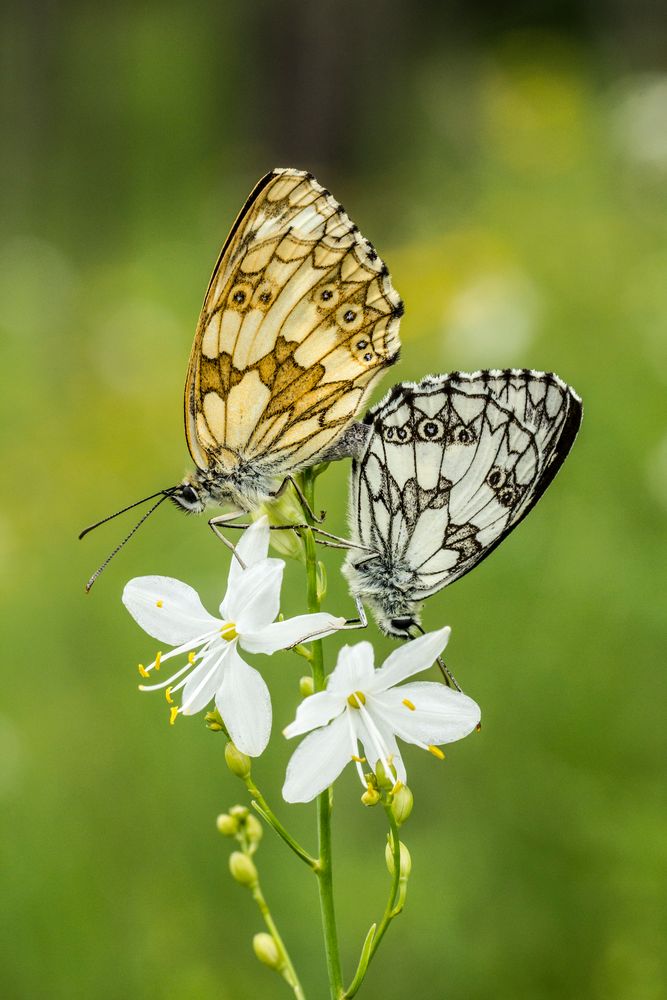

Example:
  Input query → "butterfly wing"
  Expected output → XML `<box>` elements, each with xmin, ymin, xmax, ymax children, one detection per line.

<box><xmin>352</xmin><ymin>370</ymin><xmax>582</xmax><ymax>600</ymax></box>
<box><xmin>185</xmin><ymin>170</ymin><xmax>403</xmax><ymax>475</ymax></box>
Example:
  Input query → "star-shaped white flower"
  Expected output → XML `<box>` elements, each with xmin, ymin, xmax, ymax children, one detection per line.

<box><xmin>283</xmin><ymin>628</ymin><xmax>480</xmax><ymax>802</ymax></box>
<box><xmin>123</xmin><ymin>517</ymin><xmax>345</xmax><ymax>757</ymax></box>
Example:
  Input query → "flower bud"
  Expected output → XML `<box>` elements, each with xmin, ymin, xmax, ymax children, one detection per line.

<box><xmin>317</xmin><ymin>561</ymin><xmax>327</xmax><ymax>602</ymax></box>
<box><xmin>204</xmin><ymin>709</ymin><xmax>227</xmax><ymax>733</ymax></box>
<box><xmin>245</xmin><ymin>813</ymin><xmax>264</xmax><ymax>844</ymax></box>
<box><xmin>384</xmin><ymin>840</ymin><xmax>412</xmax><ymax>879</ymax></box>
<box><xmin>361</xmin><ymin>785</ymin><xmax>382</xmax><ymax>806</ymax></box>
<box><xmin>375</xmin><ymin>760</ymin><xmax>396</xmax><ymax>788</ymax></box>
<box><xmin>229</xmin><ymin>851</ymin><xmax>257</xmax><ymax>886</ymax></box>
<box><xmin>391</xmin><ymin>785</ymin><xmax>414</xmax><ymax>826</ymax></box>
<box><xmin>252</xmin><ymin>933</ymin><xmax>283</xmax><ymax>969</ymax></box>
<box><xmin>225</xmin><ymin>740</ymin><xmax>250</xmax><ymax>778</ymax></box>
<box><xmin>299</xmin><ymin>676</ymin><xmax>315</xmax><ymax>698</ymax></box>
<box><xmin>215</xmin><ymin>813</ymin><xmax>239</xmax><ymax>837</ymax></box>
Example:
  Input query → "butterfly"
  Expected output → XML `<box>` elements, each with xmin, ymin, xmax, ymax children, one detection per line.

<box><xmin>80</xmin><ymin>169</ymin><xmax>403</xmax><ymax>589</ymax></box>
<box><xmin>343</xmin><ymin>369</ymin><xmax>582</xmax><ymax>638</ymax></box>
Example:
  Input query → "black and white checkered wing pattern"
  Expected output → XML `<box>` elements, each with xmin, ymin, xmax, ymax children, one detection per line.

<box><xmin>352</xmin><ymin>370</ymin><xmax>582</xmax><ymax>599</ymax></box>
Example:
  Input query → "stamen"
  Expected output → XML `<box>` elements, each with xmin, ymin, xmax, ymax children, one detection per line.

<box><xmin>359</xmin><ymin>699</ymin><xmax>398</xmax><ymax>779</ymax></box>
<box><xmin>344</xmin><ymin>712</ymin><xmax>367</xmax><ymax>788</ymax></box>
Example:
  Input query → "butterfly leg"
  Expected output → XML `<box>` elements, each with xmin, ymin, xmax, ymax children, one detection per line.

<box><xmin>272</xmin><ymin>476</ymin><xmax>326</xmax><ymax>524</ymax></box>
<box><xmin>208</xmin><ymin>510</ymin><xmax>249</xmax><ymax>569</ymax></box>
<box><xmin>341</xmin><ymin>597</ymin><xmax>368</xmax><ymax>630</ymax></box>
<box><xmin>408</xmin><ymin>622</ymin><xmax>461</xmax><ymax>693</ymax></box>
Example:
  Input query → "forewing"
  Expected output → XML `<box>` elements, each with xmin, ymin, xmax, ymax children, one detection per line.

<box><xmin>185</xmin><ymin>170</ymin><xmax>403</xmax><ymax>472</ymax></box>
<box><xmin>352</xmin><ymin>370</ymin><xmax>582</xmax><ymax>599</ymax></box>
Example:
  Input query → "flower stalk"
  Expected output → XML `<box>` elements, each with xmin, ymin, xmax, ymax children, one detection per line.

<box><xmin>224</xmin><ymin>806</ymin><xmax>305</xmax><ymax>1000</ymax></box>
<box><xmin>301</xmin><ymin>469</ymin><xmax>343</xmax><ymax>1000</ymax></box>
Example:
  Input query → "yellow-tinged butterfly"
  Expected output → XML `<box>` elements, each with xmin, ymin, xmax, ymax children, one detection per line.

<box><xmin>80</xmin><ymin>169</ymin><xmax>403</xmax><ymax>589</ymax></box>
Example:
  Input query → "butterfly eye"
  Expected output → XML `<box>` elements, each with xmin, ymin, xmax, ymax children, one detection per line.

<box><xmin>227</xmin><ymin>281</ymin><xmax>252</xmax><ymax>309</ymax></box>
<box><xmin>315</xmin><ymin>284</ymin><xmax>340</xmax><ymax>311</ymax></box>
<box><xmin>486</xmin><ymin>465</ymin><xmax>507</xmax><ymax>490</ymax></box>
<box><xmin>417</xmin><ymin>417</ymin><xmax>445</xmax><ymax>441</ymax></box>
<box><xmin>389</xmin><ymin>618</ymin><xmax>414</xmax><ymax>635</ymax></box>
<box><xmin>336</xmin><ymin>302</ymin><xmax>364</xmax><ymax>333</ymax></box>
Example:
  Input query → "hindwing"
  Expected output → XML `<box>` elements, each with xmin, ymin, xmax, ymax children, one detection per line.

<box><xmin>185</xmin><ymin>170</ymin><xmax>403</xmax><ymax>473</ymax></box>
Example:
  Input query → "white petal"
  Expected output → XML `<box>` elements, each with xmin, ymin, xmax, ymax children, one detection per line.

<box><xmin>283</xmin><ymin>713</ymin><xmax>355</xmax><ymax>802</ymax></box>
<box><xmin>354</xmin><ymin>712</ymin><xmax>407</xmax><ymax>783</ymax></box>
<box><xmin>181</xmin><ymin>643</ymin><xmax>232</xmax><ymax>715</ymax></box>
<box><xmin>215</xmin><ymin>643</ymin><xmax>271</xmax><ymax>757</ymax></box>
<box><xmin>372</xmin><ymin>625</ymin><xmax>452</xmax><ymax>691</ymax></box>
<box><xmin>123</xmin><ymin>576</ymin><xmax>220</xmax><ymax>646</ymax></box>
<box><xmin>283</xmin><ymin>691</ymin><xmax>345</xmax><ymax>740</ymax></box>
<box><xmin>227</xmin><ymin>516</ymin><xmax>270</xmax><ymax>596</ymax></box>
<box><xmin>327</xmin><ymin>642</ymin><xmax>376</xmax><ymax>698</ymax></box>
<box><xmin>220</xmin><ymin>559</ymin><xmax>285</xmax><ymax>633</ymax></box>
<box><xmin>373</xmin><ymin>681</ymin><xmax>481</xmax><ymax>746</ymax></box>
<box><xmin>239</xmin><ymin>611</ymin><xmax>345</xmax><ymax>653</ymax></box>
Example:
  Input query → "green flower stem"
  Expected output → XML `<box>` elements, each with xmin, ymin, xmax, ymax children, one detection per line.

<box><xmin>343</xmin><ymin>802</ymin><xmax>405</xmax><ymax>1000</ymax></box>
<box><xmin>251</xmin><ymin>852</ymin><xmax>305</xmax><ymax>1000</ymax></box>
<box><xmin>243</xmin><ymin>775</ymin><xmax>319</xmax><ymax>870</ymax></box>
<box><xmin>302</xmin><ymin>469</ymin><xmax>343</xmax><ymax>1000</ymax></box>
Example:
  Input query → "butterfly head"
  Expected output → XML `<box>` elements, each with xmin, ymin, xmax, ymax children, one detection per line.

<box><xmin>170</xmin><ymin>472</ymin><xmax>211</xmax><ymax>514</ymax></box>
<box><xmin>378</xmin><ymin>615</ymin><xmax>419</xmax><ymax>639</ymax></box>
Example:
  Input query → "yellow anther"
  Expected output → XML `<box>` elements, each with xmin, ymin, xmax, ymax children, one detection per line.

<box><xmin>347</xmin><ymin>691</ymin><xmax>366</xmax><ymax>708</ymax></box>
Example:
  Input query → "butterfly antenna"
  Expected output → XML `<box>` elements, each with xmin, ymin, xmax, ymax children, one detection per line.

<box><xmin>410</xmin><ymin>622</ymin><xmax>462</xmax><ymax>694</ymax></box>
<box><xmin>79</xmin><ymin>490</ymin><xmax>171</xmax><ymax>594</ymax></box>
<box><xmin>79</xmin><ymin>486</ymin><xmax>178</xmax><ymax>540</ymax></box>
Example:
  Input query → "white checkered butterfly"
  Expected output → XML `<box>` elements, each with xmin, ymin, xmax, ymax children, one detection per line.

<box><xmin>343</xmin><ymin>369</ymin><xmax>582</xmax><ymax>638</ymax></box>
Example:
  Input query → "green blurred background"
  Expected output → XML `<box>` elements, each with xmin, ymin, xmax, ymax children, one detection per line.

<box><xmin>0</xmin><ymin>0</ymin><xmax>667</xmax><ymax>1000</ymax></box>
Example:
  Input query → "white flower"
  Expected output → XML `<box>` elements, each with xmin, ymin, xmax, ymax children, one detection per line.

<box><xmin>283</xmin><ymin>628</ymin><xmax>480</xmax><ymax>802</ymax></box>
<box><xmin>123</xmin><ymin>517</ymin><xmax>345</xmax><ymax>757</ymax></box>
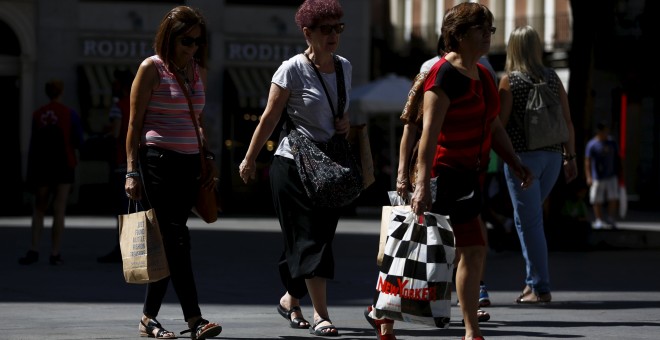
=-=-=-=-=
(GOAL):
List every line of the items above that contains the string "checkered". Treat the match as case-sensitive.

(RESPONSE):
  Input query → "black and white checkered wing pattern"
  Input query → "white checkered butterfly"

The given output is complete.